-- Input material follows --

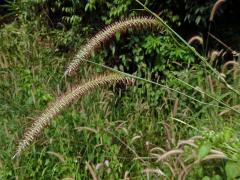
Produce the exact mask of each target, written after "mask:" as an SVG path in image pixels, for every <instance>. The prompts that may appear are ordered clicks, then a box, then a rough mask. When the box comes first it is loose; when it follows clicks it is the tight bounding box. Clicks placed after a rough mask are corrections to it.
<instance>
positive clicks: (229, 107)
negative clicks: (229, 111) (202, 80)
mask: <svg viewBox="0 0 240 180" xmlns="http://www.w3.org/2000/svg"><path fill="white" fill-rule="evenodd" d="M175 78H176V77H175ZM176 79H177V80H178V81H180V82H181V83H183V84H185V85H186V86H188V87H191V88H192V89H195V90H196V91H198V92H200V93H202V94H204V95H206V96H208V97H210V98H211V99H213V100H215V101H217V102H218V103H219V104H222V105H224V106H226V107H227V108H228V109H231V110H232V111H234V112H236V113H238V114H240V112H239V111H237V110H236V109H234V108H232V107H231V106H229V105H228V104H226V103H224V102H222V101H220V100H219V99H217V98H216V97H214V96H212V95H210V94H208V93H206V92H203V91H200V90H199V89H197V88H195V87H193V86H192V85H191V84H188V83H187V82H185V81H183V80H181V79H178V78H176Z"/></svg>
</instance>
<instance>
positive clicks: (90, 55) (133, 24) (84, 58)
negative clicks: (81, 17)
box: [64, 17, 160, 75]
mask: <svg viewBox="0 0 240 180" xmlns="http://www.w3.org/2000/svg"><path fill="white" fill-rule="evenodd" d="M129 28H133V29H142V28H157V29H160V24H159V22H158V21H157V20H156V19H154V18H152V17H132V18H128V19H125V20H121V21H118V22H115V23H113V24H111V25H109V26H107V27H105V28H104V29H103V30H101V31H99V32H98V33H97V34H96V35H95V36H93V37H92V38H91V39H90V40H89V41H88V42H87V44H85V45H84V46H83V47H82V48H81V49H80V50H79V51H78V53H77V55H76V56H75V57H74V58H73V60H72V62H70V64H69V66H68V68H67V70H66V71H65V73H64V74H65V75H71V74H72V73H73V72H74V71H75V70H76V69H77V68H78V65H79V64H80V63H81V62H82V61H84V60H86V59H88V58H89V57H90V56H91V54H92V53H93V52H95V51H96V50H97V49H98V48H99V47H100V46H101V45H102V44H104V43H105V42H106V41H108V40H109V39H111V38H112V37H113V36H114V35H115V34H116V33H117V32H119V33H123V32H126V31H127V30H128V29H129Z"/></svg>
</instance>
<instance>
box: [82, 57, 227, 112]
mask: <svg viewBox="0 0 240 180" xmlns="http://www.w3.org/2000/svg"><path fill="white" fill-rule="evenodd" d="M84 61H86V62H88V63H91V64H94V65H97V66H100V67H103V68H105V69H108V70H110V71H113V72H116V73H119V74H122V75H125V76H128V77H131V78H134V79H138V80H141V81H145V82H148V83H151V84H154V85H157V86H160V87H162V88H164V89H168V90H171V91H173V92H176V93H178V94H181V95H183V96H185V97H187V98H189V99H191V100H193V101H196V102H198V103H201V104H204V105H210V106H215V107H219V108H224V107H222V106H218V105H215V104H211V103H206V102H203V101H200V100H198V99H195V98H193V97H191V96H189V95H187V94H185V93H183V92H181V91H178V90H176V89H173V88H170V87H168V86H166V85H162V84H159V83H157V82H154V81H151V80H148V79H144V78H141V77H138V76H135V75H132V74H128V73H125V72H122V71H119V70H117V69H114V68H111V67H108V66H106V65H103V64H99V63H96V62H94V61H90V60H84Z"/></svg>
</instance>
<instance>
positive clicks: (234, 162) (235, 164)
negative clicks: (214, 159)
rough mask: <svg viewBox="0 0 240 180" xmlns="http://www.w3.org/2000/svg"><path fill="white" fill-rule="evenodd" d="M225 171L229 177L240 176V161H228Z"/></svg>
mask: <svg viewBox="0 0 240 180" xmlns="http://www.w3.org/2000/svg"><path fill="white" fill-rule="evenodd" d="M225 171H226V174H227V179H229V180H231V179H235V178H236V177H240V163H236V162H231V161H228V162H227V164H226V166H225Z"/></svg>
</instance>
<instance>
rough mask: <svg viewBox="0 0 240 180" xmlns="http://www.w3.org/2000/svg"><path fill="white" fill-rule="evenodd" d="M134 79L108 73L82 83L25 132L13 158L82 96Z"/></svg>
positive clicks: (19, 153)
mask: <svg viewBox="0 0 240 180" xmlns="http://www.w3.org/2000/svg"><path fill="white" fill-rule="evenodd" d="M132 81H133V79H130V78H128V77H126V76H122V75H120V74H117V73H108V74H102V75H98V76H96V77H93V78H91V79H90V80H89V81H87V82H85V83H82V84H80V85H78V86H76V87H75V88H73V89H72V90H71V91H70V92H67V93H66V94H64V95H63V96H61V97H60V98H59V99H57V100H56V101H55V102H54V103H53V104H52V105H50V106H49V107H48V108H47V109H46V110H45V111H44V112H43V113H42V114H41V116H40V117H38V118H37V119H36V120H35V121H34V122H33V124H32V125H31V126H30V127H29V128H28V130H27V131H25V133H24V136H23V138H22V139H21V140H20V142H19V144H18V147H17V150H16V154H15V155H14V156H13V158H14V157H16V156H17V155H19V154H20V153H21V152H22V151H23V150H24V149H25V148H26V147H27V146H29V145H30V143H31V142H32V141H33V140H34V139H35V138H36V137H37V136H38V135H39V134H40V133H41V131H42V130H43V129H44V128H45V127H46V126H47V125H48V124H49V123H50V121H51V120H52V119H53V118H54V117H55V116H56V115H57V114H58V113H60V111H62V110H63V109H65V108H66V107H67V106H68V105H70V104H71V103H73V102H75V101H77V100H78V99H79V98H81V97H82V96H84V95H86V94H88V93H89V92H91V91H93V90H95V89H97V88H98V87H102V86H106V85H109V84H113V83H116V82H125V83H129V82H132Z"/></svg>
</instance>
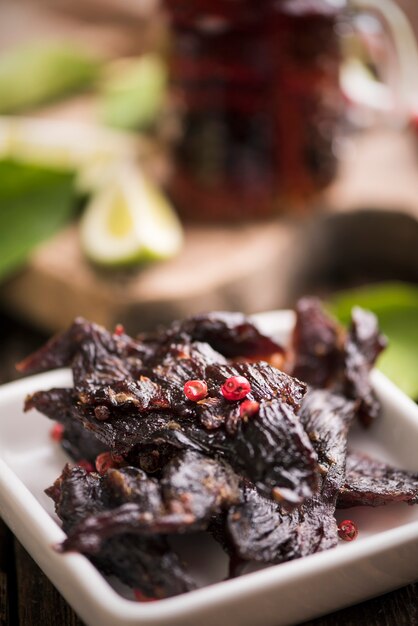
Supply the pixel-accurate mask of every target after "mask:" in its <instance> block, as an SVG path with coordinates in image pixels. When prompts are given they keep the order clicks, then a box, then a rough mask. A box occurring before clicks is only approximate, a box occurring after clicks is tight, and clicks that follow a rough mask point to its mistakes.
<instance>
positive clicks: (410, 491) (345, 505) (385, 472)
mask: <svg viewBox="0 0 418 626" xmlns="http://www.w3.org/2000/svg"><path fill="white" fill-rule="evenodd" d="M390 502H407V503H408V504H418V473H416V472H408V471H406V470H400V469H396V468H394V467H392V466H390V465H387V464H386V463H382V462H381V461H377V460H376V459H373V458H371V457H369V456H367V455H365V454H359V453H355V452H351V453H350V454H349V455H348V457H347V468H346V475H345V481H344V484H343V485H342V486H341V487H340V491H339V495H338V507H339V508H348V507H352V506H359V505H363V506H380V505H383V504H388V503H390Z"/></svg>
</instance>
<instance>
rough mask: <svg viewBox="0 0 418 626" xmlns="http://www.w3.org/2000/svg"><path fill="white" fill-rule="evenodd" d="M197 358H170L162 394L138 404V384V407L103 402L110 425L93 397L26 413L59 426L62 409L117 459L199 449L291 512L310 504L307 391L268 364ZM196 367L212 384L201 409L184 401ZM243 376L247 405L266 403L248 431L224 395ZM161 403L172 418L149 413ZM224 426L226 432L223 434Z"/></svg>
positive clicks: (184, 400) (134, 406)
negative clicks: (288, 505) (231, 465)
mask: <svg viewBox="0 0 418 626" xmlns="http://www.w3.org/2000/svg"><path fill="white" fill-rule="evenodd" d="M197 352H198V353H199V354H201V352H200V351H199V350H198V349H197V347H196V345H195V347H194V354H195V356H194V358H193V359H191V358H189V356H186V357H185V358H184V359H176V358H171V354H170V358H168V357H167V358H166V359H165V360H163V363H164V365H163V366H162V369H158V368H156V370H157V371H156V373H153V374H152V376H153V380H152V381H150V383H149V384H150V385H152V386H154V387H156V388H158V389H159V391H158V392H156V393H155V394H154V395H152V392H151V394H150V395H148V396H146V397H145V394H144V395H143V397H142V399H139V397H138V395H137V392H138V390H139V383H138V384H137V386H136V391H135V394H134V395H135V398H136V400H132V401H126V402H125V400H122V401H121V402H120V403H119V402H117V401H115V403H114V404H113V405H111V404H109V403H107V404H105V402H106V400H105V399H104V397H100V399H99V405H98V406H100V407H103V406H106V408H107V410H108V411H109V415H108V416H107V418H106V419H105V420H103V419H98V416H97V412H96V409H97V407H95V408H94V409H93V407H92V406H91V405H90V403H89V402H90V401H91V397H90V400H89V402H85V401H84V397H81V399H80V394H78V395H77V392H76V390H75V391H74V392H71V391H68V390H56V389H54V390H51V392H37V393H36V394H33V395H32V396H30V397H29V398H28V400H27V402H26V408H27V409H29V408H37V409H38V410H39V411H41V412H42V413H44V414H45V415H47V416H48V417H51V418H52V419H56V416H57V410H58V409H57V407H58V406H59V410H60V412H61V413H62V414H64V413H65V414H66V416H67V418H68V419H75V420H78V421H80V422H81V423H82V424H83V425H84V427H85V428H87V429H88V430H90V431H91V432H92V433H94V434H95V436H97V437H98V439H100V441H101V442H102V443H103V444H104V445H105V446H106V447H107V448H108V449H112V450H114V451H115V452H116V453H118V454H123V455H126V454H127V453H130V452H131V451H132V450H133V449H134V448H136V452H137V453H140V447H141V446H147V447H149V446H158V445H163V446H166V445H170V446H174V447H176V448H180V449H194V450H196V451H201V452H203V453H205V454H207V455H209V456H218V457H219V456H222V457H224V458H225V459H226V460H227V461H229V462H230V463H231V464H232V466H233V467H234V468H235V469H236V470H238V471H240V472H242V473H243V474H244V475H245V476H246V477H247V478H249V479H250V480H252V481H253V482H255V483H256V484H257V486H258V487H259V488H260V489H261V490H262V491H263V493H264V494H265V495H270V494H271V491H272V489H275V493H276V495H277V496H278V497H280V498H283V500H284V501H286V502H287V503H288V504H289V505H290V506H292V505H295V504H298V503H300V502H302V501H303V499H305V498H308V497H310V495H311V494H312V491H313V489H314V488H315V485H316V458H315V454H314V452H313V449H312V446H311V444H310V442H309V440H308V438H307V437H306V434H305V432H304V430H303V427H302V426H301V424H300V422H299V419H298V418H297V417H296V415H295V413H294V410H295V409H298V407H299V406H300V403H301V401H302V397H303V394H304V392H305V385H304V384H303V383H300V382H299V381H297V380H296V379H293V378H291V377H290V376H287V375H286V374H284V373H283V372H280V371H279V370H277V369H275V368H273V367H271V366H269V365H267V364H266V363H256V364H249V363H236V364H234V365H226V364H223V363H220V364H218V363H212V362H209V364H207V365H205V362H208V361H212V360H213V358H214V357H213V354H212V353H211V354H210V358H209V357H208V355H207V351H206V349H205V352H204V353H203V354H204V356H202V357H201V359H202V360H201V361H199V360H198V358H197V357H196V353H197ZM190 362H192V363H197V365H196V367H197V368H199V369H198V370H197V371H198V372H199V373H202V374H203V375H204V377H205V379H206V381H207V384H208V397H207V398H206V399H204V400H203V401H200V402H198V403H194V402H191V401H189V400H187V398H186V397H185V395H184V393H183V384H184V379H185V378H187V377H188V376H189V375H190V367H191V366H190ZM185 368H186V369H185ZM194 372H195V373H196V369H195V370H194ZM236 375H242V376H245V377H246V378H247V379H248V381H249V382H250V384H251V388H252V391H251V394H250V395H249V396H248V397H249V398H251V399H254V400H256V401H258V402H260V411H259V415H258V416H255V417H254V418H252V419H250V420H249V421H248V422H247V423H244V422H243V421H242V420H240V418H239V403H237V402H228V401H227V400H225V398H224V397H223V396H222V394H221V392H220V389H221V386H222V384H223V383H224V382H225V380H226V379H227V378H229V377H230V376H236ZM154 381H156V382H154ZM147 384H148V383H147ZM83 393H84V392H83ZM98 393H99V392H98ZM104 393H107V394H109V386H106V387H105V388H104ZM162 396H164V397H165V398H166V399H167V402H168V404H169V405H170V411H167V412H164V413H163V412H152V411H151V412H150V410H149V409H150V405H152V403H153V402H154V400H155V399H156V398H160V397H162ZM96 397H97V394H96ZM157 405H158V402H157ZM224 424H225V428H222V429H221V428H220V426H222V425H224ZM278 453H280V454H279V455H278Z"/></svg>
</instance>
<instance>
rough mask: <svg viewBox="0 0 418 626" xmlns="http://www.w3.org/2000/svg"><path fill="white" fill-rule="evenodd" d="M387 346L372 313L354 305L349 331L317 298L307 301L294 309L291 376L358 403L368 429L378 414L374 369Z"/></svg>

-- Input material concluded --

# [Assignment]
Return the opening line of the data above and every line after it up to and including the line that holds "positive clicks: (229, 107)"; pictures stay out.

# [Task solution]
Produce the exact mask of each target, written after "mask:" as an SVG path in image pixels, for every <instance>. The prompts that may appear are ordered clicks, then a box, then a rough mask. When the box comes first it is loose; when it follows clicks it is the tight bounding box. Clicks placed after a rough mask are corrections to it.
<instance>
positive clicks: (229, 107)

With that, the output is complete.